(Records from a data source)
# # # # #

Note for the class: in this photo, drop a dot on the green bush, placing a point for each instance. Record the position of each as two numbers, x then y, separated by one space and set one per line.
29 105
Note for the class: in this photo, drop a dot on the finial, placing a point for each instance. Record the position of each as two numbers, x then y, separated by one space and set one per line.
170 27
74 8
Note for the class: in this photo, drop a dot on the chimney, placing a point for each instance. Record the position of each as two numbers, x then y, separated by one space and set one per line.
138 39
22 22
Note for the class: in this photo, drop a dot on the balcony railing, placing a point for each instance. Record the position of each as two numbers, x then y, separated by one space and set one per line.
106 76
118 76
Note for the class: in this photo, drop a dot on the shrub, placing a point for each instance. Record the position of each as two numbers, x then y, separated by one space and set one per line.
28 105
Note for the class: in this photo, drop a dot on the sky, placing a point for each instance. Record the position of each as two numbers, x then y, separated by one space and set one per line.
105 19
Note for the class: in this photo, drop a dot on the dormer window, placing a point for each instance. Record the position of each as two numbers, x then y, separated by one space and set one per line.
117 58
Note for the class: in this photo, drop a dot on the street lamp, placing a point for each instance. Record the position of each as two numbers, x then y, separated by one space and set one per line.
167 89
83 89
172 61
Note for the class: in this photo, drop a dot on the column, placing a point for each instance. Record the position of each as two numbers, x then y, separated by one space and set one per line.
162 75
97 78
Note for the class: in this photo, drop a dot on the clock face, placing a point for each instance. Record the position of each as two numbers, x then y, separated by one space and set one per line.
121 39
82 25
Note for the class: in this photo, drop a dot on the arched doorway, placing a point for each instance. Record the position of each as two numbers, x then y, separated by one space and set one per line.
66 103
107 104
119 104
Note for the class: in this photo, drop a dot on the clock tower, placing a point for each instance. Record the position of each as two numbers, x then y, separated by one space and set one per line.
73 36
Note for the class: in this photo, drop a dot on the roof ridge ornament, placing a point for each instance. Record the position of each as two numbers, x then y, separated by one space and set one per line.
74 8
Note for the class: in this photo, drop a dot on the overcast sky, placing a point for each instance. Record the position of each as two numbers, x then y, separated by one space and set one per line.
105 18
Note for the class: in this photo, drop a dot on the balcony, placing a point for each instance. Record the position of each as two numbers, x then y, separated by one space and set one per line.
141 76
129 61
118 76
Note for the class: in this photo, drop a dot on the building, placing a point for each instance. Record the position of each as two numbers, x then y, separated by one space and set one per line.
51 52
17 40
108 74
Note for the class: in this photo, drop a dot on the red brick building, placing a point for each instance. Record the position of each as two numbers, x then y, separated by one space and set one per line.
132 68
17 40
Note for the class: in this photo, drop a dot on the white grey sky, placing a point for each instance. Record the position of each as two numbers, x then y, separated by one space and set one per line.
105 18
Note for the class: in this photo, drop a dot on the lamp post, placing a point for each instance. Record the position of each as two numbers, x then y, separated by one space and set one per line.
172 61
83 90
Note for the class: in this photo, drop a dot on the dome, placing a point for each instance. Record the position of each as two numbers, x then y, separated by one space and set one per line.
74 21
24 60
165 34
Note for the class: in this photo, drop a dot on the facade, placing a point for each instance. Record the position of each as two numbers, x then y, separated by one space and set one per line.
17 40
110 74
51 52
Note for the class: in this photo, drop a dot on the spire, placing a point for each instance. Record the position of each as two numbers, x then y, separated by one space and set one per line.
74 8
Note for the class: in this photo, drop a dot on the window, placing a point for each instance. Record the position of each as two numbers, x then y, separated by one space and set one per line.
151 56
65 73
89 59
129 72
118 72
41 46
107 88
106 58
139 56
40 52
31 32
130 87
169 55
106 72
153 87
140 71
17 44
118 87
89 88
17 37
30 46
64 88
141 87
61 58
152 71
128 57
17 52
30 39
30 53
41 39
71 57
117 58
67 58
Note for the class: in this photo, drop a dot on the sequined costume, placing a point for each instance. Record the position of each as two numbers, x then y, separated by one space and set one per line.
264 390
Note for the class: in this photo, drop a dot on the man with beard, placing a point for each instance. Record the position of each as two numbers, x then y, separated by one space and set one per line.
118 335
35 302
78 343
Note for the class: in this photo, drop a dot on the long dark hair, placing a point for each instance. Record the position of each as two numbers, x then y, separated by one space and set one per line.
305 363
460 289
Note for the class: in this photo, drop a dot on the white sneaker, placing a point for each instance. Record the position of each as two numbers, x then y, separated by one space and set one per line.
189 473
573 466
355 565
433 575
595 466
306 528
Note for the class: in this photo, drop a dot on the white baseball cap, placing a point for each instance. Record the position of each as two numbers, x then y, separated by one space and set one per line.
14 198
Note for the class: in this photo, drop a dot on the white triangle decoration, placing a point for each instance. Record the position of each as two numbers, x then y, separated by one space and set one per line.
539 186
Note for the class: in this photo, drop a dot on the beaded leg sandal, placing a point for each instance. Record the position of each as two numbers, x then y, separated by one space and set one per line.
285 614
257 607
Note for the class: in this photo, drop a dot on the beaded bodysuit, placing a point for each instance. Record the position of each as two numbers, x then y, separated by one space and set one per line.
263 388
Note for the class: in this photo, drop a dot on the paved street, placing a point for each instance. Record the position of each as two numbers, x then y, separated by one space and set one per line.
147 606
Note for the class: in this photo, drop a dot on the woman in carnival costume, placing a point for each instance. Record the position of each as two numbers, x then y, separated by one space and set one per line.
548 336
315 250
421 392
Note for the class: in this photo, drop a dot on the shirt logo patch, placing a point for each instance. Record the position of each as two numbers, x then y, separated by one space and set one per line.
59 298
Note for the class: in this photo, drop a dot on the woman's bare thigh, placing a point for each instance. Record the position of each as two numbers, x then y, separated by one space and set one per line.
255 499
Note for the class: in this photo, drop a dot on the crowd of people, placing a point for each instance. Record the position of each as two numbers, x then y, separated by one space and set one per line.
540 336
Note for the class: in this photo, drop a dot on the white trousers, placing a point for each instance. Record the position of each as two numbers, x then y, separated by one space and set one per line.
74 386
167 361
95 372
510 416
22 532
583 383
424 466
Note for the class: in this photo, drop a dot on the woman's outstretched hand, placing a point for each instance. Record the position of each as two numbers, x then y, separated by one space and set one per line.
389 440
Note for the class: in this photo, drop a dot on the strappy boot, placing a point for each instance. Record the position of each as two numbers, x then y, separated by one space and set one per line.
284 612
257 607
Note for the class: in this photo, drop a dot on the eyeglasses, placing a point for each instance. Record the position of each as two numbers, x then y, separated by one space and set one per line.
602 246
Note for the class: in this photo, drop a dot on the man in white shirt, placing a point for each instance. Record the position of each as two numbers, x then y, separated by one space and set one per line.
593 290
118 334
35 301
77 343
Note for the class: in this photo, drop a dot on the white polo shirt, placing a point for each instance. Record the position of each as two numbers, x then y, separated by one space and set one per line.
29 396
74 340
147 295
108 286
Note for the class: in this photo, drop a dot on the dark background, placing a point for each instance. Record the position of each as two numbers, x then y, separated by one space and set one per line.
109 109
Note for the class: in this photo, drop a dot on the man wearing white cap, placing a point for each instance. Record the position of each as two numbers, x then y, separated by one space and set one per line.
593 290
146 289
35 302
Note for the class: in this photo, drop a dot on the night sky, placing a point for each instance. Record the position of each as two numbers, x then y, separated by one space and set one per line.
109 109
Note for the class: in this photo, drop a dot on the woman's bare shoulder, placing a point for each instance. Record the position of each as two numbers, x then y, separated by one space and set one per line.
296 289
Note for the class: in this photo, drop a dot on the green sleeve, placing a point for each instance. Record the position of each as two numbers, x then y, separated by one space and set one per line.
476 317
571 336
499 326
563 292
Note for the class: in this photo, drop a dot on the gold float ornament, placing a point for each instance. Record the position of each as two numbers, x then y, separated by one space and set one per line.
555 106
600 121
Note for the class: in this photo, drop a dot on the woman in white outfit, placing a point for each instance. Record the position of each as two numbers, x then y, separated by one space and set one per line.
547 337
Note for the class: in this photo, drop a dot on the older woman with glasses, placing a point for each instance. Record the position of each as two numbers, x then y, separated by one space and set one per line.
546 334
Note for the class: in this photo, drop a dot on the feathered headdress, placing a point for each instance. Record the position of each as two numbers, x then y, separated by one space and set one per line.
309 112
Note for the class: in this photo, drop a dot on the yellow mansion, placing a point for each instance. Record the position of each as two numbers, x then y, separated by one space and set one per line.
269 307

# # # # #

* [Aim of the task] Output the line holding "on the older", then every later line through the end of the records above, exactly as given and nothing else.

* [Exercise solution]
Note for the class: in this photo, drop a dot on the older woman with glasses, placing a point for each instance. Record the position of each as two numbers, x then y, separated by one space and set one per line.
546 334
Note for the class: in this photo, drop a dot on the feathered headdress, placing a point for each instance. Record the position of each as two numbers, x then y, separated by one space and set one per line.
309 112
Note for the class: in this photo, drop a dot on the yellow mansion, placing a point for each instance. Record the position of each as two numbers, x then y, separated by one space and set one per line.
269 307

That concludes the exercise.